Directions for this task. In the material below, find the line with "positive clicks: (446, 309)" and the line with "positive clicks: (583, 1) (560, 7)", then output those two lines and every line between them, exactly.

Data for this task.
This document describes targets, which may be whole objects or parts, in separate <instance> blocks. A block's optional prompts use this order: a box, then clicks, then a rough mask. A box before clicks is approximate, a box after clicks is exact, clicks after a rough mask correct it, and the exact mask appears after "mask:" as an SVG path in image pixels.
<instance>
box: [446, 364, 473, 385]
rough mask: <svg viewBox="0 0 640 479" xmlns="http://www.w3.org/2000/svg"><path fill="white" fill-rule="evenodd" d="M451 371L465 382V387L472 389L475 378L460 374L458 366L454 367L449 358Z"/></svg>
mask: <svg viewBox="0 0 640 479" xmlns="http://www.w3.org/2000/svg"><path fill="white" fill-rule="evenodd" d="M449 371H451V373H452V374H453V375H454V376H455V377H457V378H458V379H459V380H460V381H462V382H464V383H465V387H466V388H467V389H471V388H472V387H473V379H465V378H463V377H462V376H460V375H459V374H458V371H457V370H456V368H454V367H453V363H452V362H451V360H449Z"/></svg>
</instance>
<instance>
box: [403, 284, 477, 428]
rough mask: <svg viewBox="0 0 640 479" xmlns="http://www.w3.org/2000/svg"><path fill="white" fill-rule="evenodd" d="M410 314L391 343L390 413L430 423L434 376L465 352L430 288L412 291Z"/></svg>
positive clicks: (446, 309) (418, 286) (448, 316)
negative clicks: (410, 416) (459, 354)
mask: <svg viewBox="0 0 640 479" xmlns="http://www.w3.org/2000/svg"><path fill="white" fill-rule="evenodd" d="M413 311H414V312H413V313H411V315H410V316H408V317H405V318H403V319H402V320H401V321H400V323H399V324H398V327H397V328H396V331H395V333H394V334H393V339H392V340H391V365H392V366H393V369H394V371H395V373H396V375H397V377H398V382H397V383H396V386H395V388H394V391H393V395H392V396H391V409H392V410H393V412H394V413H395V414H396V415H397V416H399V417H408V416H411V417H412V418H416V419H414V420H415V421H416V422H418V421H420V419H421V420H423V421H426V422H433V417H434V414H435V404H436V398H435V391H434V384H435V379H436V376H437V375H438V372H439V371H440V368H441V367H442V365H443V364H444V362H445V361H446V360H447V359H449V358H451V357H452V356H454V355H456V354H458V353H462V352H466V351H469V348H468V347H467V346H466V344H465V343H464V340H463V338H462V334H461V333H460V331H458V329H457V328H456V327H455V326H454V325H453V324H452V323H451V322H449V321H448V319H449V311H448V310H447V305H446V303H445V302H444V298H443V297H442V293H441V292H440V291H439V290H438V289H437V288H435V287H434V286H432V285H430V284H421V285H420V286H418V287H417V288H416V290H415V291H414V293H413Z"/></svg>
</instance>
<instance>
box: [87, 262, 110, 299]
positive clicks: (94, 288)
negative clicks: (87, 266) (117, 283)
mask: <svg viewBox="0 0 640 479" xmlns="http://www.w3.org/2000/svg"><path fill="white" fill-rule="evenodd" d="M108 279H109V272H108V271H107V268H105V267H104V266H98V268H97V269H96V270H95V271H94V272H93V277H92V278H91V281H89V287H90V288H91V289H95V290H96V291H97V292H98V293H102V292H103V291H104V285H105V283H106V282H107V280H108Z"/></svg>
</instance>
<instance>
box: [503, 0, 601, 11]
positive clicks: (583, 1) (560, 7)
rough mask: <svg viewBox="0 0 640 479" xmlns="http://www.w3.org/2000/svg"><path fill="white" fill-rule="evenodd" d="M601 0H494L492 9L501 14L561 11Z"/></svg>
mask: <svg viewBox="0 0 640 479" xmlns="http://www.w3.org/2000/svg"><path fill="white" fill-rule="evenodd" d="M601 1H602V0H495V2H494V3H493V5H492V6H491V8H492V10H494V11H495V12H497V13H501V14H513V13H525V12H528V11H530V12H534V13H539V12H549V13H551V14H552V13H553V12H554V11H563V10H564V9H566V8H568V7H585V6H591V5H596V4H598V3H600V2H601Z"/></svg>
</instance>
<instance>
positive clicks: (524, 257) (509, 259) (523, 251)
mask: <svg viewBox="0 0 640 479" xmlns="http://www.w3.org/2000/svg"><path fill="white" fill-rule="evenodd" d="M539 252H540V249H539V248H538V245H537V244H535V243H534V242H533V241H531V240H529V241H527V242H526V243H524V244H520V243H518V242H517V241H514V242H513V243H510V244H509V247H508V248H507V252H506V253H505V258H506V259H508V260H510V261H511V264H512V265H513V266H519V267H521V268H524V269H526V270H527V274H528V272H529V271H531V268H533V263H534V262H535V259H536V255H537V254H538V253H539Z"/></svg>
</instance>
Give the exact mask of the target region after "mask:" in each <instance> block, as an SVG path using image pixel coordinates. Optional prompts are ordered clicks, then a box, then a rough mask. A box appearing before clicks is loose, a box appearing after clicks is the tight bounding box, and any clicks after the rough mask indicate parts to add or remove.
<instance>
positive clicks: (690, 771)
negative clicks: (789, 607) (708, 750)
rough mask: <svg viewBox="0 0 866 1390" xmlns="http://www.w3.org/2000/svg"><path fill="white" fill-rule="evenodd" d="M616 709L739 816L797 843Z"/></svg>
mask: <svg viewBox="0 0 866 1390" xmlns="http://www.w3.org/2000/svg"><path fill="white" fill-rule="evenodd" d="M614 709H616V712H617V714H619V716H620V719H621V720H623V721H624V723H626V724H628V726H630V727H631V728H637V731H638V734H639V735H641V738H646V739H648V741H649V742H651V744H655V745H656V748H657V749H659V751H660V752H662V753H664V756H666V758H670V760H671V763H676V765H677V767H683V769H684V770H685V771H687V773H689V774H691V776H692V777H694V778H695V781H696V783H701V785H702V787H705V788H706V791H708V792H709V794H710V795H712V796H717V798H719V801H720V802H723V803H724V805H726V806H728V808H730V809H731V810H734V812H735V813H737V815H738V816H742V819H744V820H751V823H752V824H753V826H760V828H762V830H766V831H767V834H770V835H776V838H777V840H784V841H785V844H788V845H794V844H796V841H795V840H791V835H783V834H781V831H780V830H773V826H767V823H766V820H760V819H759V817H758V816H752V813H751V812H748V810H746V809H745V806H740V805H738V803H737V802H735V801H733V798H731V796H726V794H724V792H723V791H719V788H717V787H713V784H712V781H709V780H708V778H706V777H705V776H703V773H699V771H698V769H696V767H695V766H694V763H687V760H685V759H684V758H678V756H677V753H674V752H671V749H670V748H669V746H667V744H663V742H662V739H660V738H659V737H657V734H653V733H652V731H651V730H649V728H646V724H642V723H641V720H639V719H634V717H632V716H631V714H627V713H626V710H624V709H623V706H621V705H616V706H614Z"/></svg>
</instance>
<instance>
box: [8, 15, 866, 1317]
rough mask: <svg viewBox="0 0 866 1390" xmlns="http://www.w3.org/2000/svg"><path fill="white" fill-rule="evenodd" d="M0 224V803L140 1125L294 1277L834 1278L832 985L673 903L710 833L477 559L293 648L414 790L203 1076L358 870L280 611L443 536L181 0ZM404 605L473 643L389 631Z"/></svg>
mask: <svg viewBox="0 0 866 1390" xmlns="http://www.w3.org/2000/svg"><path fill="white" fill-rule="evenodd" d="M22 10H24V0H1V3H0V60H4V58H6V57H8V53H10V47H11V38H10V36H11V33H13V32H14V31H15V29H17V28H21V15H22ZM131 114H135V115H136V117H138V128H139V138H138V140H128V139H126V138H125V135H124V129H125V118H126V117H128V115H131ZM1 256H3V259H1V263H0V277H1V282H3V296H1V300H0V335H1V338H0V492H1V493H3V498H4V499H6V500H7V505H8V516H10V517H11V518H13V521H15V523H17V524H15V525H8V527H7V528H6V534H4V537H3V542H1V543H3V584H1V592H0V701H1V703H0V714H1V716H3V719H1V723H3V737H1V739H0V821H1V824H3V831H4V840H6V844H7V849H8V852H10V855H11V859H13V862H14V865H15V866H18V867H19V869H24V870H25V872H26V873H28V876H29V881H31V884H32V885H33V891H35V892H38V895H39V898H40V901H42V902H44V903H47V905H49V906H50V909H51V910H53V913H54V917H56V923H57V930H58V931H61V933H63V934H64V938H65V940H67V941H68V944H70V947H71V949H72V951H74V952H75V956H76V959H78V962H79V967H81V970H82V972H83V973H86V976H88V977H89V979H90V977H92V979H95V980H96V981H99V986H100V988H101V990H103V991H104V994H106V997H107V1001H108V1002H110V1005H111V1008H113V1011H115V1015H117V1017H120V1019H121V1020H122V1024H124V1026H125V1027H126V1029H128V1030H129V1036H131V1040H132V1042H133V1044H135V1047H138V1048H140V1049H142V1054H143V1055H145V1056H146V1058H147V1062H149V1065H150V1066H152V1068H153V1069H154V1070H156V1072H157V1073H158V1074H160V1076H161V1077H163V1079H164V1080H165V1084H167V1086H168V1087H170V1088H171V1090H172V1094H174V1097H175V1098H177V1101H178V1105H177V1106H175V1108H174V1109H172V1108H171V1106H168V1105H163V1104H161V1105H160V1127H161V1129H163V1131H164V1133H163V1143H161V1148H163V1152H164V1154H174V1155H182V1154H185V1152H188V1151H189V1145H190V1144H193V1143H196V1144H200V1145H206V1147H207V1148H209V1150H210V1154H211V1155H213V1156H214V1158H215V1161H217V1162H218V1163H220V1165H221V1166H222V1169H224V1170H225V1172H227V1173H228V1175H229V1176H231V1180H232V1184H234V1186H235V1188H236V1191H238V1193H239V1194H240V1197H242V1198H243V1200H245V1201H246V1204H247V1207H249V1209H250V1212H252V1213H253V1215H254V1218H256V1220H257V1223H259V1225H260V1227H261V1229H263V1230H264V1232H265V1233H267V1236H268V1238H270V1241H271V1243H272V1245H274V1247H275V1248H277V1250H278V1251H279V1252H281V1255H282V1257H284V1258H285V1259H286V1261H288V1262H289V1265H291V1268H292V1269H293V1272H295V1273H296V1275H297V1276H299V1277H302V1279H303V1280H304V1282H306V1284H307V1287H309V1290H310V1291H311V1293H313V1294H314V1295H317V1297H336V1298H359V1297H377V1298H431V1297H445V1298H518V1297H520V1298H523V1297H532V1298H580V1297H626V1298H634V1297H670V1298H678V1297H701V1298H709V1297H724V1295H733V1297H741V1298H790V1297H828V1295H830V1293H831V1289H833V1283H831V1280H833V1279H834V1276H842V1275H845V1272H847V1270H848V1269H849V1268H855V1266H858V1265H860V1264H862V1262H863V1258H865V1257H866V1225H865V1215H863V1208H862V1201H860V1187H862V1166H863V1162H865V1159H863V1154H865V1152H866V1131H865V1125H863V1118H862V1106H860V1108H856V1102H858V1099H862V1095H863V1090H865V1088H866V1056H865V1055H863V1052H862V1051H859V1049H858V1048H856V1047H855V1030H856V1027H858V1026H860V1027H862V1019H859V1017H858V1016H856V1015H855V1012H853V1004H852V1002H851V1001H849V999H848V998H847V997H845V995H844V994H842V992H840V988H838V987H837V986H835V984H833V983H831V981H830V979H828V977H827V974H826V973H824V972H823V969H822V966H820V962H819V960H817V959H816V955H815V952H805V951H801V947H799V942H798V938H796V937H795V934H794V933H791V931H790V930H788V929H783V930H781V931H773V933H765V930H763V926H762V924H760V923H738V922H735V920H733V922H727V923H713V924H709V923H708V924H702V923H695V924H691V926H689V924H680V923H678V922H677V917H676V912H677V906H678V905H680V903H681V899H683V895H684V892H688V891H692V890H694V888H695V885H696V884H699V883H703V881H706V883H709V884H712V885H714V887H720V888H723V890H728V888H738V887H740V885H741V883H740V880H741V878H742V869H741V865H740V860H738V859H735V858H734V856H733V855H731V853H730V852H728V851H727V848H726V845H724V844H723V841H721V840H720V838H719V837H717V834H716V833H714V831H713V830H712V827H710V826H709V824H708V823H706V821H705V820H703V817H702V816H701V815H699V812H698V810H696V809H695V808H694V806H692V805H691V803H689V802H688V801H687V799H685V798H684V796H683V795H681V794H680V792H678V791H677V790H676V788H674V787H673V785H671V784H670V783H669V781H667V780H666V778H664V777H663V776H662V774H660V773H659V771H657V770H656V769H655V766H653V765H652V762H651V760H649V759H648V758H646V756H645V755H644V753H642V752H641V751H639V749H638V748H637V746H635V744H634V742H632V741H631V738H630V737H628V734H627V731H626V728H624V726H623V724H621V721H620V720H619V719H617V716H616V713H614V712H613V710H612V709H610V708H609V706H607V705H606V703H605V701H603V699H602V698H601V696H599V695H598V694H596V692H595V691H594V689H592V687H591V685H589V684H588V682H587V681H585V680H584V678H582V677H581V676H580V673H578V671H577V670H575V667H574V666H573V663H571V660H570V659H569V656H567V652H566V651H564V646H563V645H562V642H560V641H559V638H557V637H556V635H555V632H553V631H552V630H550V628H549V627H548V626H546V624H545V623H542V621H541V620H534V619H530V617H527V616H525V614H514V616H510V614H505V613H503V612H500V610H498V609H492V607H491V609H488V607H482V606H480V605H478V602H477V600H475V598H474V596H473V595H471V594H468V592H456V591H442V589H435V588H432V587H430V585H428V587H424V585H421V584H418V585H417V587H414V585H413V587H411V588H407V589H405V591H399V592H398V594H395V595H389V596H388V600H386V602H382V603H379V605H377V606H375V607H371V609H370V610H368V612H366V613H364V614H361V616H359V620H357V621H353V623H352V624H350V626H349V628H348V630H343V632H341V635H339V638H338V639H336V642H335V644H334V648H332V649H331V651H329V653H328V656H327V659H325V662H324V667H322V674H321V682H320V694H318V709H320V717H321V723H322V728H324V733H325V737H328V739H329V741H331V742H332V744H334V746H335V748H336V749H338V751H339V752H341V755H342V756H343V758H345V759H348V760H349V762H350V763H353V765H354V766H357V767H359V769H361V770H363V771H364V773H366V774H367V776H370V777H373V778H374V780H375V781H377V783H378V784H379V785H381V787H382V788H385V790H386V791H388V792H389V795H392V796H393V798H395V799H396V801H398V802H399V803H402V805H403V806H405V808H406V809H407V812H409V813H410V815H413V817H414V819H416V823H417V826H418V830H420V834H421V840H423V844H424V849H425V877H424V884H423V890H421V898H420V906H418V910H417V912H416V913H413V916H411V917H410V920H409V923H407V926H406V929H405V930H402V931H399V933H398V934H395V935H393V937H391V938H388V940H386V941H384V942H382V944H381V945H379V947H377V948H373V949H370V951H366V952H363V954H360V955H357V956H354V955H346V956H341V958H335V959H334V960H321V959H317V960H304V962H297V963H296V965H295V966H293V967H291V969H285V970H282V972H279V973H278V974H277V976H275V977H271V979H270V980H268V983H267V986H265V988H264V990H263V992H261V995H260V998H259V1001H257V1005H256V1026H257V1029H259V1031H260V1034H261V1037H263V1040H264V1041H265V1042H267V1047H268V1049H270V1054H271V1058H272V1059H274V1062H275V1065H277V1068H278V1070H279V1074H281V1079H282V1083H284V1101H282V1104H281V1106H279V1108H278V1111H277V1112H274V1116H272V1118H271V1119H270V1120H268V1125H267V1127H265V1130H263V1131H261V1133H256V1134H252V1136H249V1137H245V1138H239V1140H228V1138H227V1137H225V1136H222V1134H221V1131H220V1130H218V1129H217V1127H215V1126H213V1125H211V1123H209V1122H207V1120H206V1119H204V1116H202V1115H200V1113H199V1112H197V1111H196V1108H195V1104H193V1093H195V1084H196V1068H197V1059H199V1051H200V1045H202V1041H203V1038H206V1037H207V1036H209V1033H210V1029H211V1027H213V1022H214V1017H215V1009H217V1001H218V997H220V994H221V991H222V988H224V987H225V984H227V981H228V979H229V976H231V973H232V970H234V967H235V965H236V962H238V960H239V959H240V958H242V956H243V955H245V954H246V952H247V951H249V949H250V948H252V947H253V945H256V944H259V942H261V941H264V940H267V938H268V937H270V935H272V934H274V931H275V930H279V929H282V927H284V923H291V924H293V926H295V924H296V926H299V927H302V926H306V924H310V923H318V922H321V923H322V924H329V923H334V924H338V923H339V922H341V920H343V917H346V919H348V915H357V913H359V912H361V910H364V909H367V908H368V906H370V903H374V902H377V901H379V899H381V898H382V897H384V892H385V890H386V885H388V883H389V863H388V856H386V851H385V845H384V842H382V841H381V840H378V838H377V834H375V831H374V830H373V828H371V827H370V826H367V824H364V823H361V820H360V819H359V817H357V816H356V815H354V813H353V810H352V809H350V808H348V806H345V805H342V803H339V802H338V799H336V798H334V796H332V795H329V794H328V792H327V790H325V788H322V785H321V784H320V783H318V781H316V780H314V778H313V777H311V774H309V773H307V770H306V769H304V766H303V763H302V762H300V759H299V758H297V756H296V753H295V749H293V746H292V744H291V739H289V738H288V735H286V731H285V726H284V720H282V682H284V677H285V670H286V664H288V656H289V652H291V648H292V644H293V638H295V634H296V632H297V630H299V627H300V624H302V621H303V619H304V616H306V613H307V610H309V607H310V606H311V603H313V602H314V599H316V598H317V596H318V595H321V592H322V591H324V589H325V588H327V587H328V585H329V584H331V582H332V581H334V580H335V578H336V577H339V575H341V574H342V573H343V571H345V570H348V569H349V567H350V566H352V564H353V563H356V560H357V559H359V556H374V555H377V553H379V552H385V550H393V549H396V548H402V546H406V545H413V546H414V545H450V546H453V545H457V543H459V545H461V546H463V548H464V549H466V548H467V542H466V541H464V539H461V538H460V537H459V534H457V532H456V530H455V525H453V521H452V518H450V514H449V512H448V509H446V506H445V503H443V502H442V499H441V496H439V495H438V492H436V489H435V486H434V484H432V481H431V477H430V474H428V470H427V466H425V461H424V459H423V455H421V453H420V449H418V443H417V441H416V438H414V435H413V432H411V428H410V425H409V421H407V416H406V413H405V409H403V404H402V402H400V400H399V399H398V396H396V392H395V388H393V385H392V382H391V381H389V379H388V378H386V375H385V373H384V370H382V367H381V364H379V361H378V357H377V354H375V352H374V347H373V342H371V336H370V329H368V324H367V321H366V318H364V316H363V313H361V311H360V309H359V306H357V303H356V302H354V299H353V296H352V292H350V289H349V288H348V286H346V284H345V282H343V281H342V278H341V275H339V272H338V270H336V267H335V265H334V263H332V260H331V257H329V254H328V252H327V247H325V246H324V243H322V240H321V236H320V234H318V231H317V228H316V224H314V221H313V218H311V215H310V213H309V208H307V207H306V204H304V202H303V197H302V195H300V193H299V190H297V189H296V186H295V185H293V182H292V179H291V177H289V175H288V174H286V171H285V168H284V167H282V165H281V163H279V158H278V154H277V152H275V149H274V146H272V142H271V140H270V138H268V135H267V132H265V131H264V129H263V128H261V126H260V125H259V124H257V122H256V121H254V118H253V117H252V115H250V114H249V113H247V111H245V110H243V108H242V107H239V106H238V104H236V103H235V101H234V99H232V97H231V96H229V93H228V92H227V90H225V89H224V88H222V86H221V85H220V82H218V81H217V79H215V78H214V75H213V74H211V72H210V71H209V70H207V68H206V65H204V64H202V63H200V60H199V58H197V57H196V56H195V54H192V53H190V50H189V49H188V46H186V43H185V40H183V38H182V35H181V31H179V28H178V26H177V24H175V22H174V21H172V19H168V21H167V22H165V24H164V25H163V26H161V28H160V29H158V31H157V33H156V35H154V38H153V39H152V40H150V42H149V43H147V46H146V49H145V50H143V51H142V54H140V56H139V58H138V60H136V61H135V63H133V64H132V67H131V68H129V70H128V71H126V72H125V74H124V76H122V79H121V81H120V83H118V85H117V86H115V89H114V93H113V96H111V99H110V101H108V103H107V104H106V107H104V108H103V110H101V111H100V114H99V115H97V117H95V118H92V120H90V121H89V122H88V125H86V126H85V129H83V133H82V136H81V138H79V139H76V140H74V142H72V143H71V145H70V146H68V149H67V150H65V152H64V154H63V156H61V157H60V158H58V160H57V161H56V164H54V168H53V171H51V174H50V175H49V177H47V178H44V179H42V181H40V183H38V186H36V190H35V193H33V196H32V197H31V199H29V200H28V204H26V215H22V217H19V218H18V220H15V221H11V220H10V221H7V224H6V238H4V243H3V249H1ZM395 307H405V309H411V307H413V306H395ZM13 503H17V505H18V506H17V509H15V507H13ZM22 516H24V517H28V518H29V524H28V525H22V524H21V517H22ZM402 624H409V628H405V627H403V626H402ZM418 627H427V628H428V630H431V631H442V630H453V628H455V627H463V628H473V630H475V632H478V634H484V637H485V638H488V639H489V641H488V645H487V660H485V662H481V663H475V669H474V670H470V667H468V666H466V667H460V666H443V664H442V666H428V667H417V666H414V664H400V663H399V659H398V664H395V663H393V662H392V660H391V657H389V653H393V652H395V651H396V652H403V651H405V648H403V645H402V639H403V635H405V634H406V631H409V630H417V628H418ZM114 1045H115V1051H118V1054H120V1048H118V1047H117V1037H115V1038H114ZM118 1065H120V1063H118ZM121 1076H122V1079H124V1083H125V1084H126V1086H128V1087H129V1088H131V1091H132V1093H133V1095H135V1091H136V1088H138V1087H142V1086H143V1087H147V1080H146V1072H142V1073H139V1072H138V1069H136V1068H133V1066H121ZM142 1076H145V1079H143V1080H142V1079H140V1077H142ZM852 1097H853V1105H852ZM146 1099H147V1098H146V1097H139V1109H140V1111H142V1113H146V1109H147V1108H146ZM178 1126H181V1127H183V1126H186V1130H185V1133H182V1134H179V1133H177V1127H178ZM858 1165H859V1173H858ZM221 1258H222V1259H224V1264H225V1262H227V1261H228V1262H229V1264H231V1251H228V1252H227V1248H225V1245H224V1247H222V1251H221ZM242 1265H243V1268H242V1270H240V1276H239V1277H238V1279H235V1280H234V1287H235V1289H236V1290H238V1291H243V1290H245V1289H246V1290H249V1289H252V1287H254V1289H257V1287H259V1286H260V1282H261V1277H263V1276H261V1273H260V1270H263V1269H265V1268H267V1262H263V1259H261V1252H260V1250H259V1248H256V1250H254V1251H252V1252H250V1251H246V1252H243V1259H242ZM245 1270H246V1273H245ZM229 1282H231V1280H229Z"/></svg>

Answer box.
positive clicks: (446, 309) (418, 286) (448, 316)
negative clicks: (410, 416) (459, 354)
mask: <svg viewBox="0 0 640 479" xmlns="http://www.w3.org/2000/svg"><path fill="white" fill-rule="evenodd" d="M413 311H414V312H413V313H411V315H410V316H408V317H405V318H403V319H402V320H401V321H400V323H399V324H398V327H397V328H396V331H395V333H394V334H393V339H392V340H391V365H392V366H393V369H394V371H395V373H396V375H397V377H398V382H397V383H396V386H395V388H394V391H393V395H392V396H391V409H392V410H393V412H394V413H395V414H396V415H397V416H399V417H408V416H411V417H412V418H416V419H414V420H415V421H416V422H418V421H420V419H421V420H423V421H426V422H433V417H434V414H435V404H436V398H435V391H434V384H435V379H436V376H437V375H438V372H439V371H440V368H441V367H442V365H443V364H444V362H445V361H446V360H447V359H449V358H451V357H452V356H454V355H456V354H458V353H462V352H466V351H469V348H468V347H467V346H466V344H465V343H464V340H463V338H462V334H461V333H460V331H458V329H457V328H456V327H455V326H454V325H453V324H452V323H451V322H449V321H448V319H449V311H448V310H447V305H446V303H445V302H444V298H443V297H442V293H441V292H440V291H439V290H438V289H437V288H435V287H434V286H432V285H430V284H421V285H420V286H418V287H417V288H416V290H415V291H414V293H413Z"/></svg>
</instance>
<instance>
box: [87, 262, 110, 299]
positive clicks: (94, 288)
negative clicks: (87, 266) (117, 283)
mask: <svg viewBox="0 0 640 479" xmlns="http://www.w3.org/2000/svg"><path fill="white" fill-rule="evenodd" d="M108 279H109V272H108V271H107V268H105V267H104V266H98V268H97V269H96V270H95V271H94V272H93V277H92V278H91V281H89V287H90V288H91V289H95V290H96V291H97V292H98V293H102V292H103V291H104V285H105V283H106V282H107V280H108Z"/></svg>
</instance>
<instance>
box: [503, 0, 601, 11]
positive clicks: (583, 1) (560, 7)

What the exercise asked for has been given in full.